- _Work item_
Transcribe word for word the lines spanning the line with "Target: fingers" through the end of the records.

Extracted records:
⟨

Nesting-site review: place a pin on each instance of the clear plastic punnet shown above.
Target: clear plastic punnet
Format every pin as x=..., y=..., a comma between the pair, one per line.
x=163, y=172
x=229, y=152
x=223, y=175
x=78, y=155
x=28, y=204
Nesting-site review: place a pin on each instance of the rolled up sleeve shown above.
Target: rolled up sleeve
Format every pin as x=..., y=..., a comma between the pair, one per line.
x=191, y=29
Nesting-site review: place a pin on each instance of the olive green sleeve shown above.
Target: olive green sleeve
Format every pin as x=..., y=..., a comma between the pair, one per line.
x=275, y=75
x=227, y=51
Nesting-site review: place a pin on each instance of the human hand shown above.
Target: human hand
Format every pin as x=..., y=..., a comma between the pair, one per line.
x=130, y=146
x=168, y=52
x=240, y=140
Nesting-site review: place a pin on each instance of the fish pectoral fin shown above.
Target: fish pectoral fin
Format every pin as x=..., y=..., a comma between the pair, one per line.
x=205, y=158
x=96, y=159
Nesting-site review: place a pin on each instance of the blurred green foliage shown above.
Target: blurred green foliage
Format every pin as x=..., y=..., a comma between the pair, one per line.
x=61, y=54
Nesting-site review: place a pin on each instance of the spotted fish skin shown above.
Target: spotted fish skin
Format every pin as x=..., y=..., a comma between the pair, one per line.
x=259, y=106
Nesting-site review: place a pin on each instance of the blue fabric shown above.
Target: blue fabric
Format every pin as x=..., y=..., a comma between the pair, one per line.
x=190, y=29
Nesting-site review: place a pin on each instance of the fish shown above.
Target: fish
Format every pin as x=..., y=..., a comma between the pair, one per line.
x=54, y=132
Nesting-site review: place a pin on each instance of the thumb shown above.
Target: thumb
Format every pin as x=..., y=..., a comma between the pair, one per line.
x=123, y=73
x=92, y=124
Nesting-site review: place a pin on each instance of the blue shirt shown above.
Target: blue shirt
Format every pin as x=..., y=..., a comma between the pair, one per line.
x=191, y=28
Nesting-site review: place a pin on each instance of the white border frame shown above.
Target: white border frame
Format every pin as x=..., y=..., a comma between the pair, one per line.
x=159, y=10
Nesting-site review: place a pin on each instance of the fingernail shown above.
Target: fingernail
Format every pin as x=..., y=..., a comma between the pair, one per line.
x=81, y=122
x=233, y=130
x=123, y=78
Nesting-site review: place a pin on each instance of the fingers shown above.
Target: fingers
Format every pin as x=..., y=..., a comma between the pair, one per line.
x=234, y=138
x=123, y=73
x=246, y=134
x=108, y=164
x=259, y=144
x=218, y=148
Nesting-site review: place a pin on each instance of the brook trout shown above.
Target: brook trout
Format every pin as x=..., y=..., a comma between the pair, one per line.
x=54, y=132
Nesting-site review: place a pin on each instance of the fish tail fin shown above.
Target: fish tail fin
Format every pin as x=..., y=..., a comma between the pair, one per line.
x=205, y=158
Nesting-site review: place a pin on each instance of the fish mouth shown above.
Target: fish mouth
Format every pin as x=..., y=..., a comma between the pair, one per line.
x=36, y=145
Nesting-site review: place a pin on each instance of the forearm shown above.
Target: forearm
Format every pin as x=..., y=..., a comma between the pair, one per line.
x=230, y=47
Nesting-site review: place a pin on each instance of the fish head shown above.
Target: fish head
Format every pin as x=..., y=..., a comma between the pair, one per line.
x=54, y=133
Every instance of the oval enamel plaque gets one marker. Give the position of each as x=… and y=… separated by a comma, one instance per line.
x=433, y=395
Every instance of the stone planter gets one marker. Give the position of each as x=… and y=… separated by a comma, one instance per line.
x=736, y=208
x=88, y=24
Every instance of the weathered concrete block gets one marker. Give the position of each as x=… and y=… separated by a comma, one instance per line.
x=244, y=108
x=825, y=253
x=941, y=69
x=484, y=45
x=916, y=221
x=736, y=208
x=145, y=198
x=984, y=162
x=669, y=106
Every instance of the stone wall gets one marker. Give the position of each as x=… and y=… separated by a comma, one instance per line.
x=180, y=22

⟩

- _Exercise answer_
Target: fingers
Format every pin as x=..., y=..., a comma between the pair, one per line.
x=234, y=138
x=123, y=73
x=246, y=134
x=108, y=164
x=259, y=144
x=218, y=148
Nesting-site review: place a pin on each instance of the brook trout shown above.
Target: brook trout
Format every pin as x=..., y=..., a comma between the pair, one per line.
x=54, y=132
Nesting-site review: place a pin on each instance of the fish tail fin shown above.
Target: fish tail fin
Format every pin as x=..., y=..., a comma between the pair, one per line.
x=205, y=158
Nesting-site review: place a pin on each instance of the fish mouth shown above.
Target: fish mouth
Format every pin as x=..., y=..., a comma between the pair, one per line.
x=36, y=145
Nesting-site review: place a pin on each instance of the forearm shown above.
Target: forearm
Format every pin as x=..., y=..., a comma between the pair, one per line.
x=230, y=47
Nesting-site review: place a pin on each instance of the fish head shown above.
Target: fish head
Format every pin as x=..., y=..., a comma between the pair, one per line.
x=54, y=133
Every instance of the oval enamel plaque gets one marker. Give the position of each as x=… and y=… separated by a comma, one instance per line.
x=433, y=395
Every instance of the stone planter gets one marker. Give the position of each as x=… and y=… separated by a comma, one instance per line.
x=736, y=208
x=88, y=24
Every instance of the weathered concrete block gets one marker. Give the position of each as x=… and y=… separated by a comma, one instance per line.
x=244, y=108
x=825, y=253
x=941, y=69
x=484, y=45
x=916, y=221
x=736, y=208
x=145, y=198
x=984, y=162
x=669, y=106
Every instance of the stone wall gets one marker. Give the position of each as x=… and y=… separated by a comma, one instance per line.
x=180, y=22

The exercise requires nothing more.